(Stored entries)
┏━━

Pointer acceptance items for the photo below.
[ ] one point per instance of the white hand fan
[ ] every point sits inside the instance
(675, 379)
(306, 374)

┗━━
┏━━

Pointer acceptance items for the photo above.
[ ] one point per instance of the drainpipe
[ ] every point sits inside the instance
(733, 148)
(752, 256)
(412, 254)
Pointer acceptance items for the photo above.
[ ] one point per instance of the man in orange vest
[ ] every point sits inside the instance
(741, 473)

┗━━
┏━━

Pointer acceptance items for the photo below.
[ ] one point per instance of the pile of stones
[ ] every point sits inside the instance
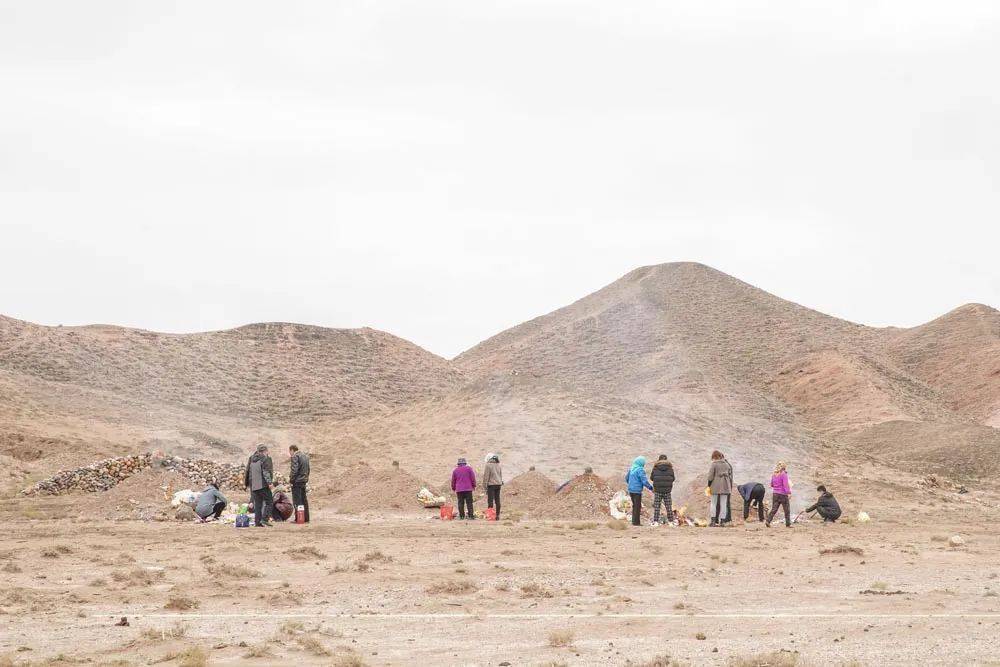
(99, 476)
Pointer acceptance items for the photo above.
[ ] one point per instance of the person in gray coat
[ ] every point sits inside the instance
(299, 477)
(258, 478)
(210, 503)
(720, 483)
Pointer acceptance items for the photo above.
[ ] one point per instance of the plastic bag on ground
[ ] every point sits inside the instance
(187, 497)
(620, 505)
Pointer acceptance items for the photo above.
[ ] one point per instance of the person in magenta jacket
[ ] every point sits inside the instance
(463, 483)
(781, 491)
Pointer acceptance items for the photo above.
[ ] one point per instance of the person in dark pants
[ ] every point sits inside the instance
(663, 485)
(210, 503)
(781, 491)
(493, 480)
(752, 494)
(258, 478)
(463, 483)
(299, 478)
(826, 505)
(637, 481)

┗━━

Problem statement
Identify every line in the entries above that contains the string "person", and copy each of those lines in full. Case counts.

Response for this exercise
[ ] one point per instance of the person in gray coat
[ ] one point per instance of the person in magenta jacket
[ ] one point per instance of the person in dark pants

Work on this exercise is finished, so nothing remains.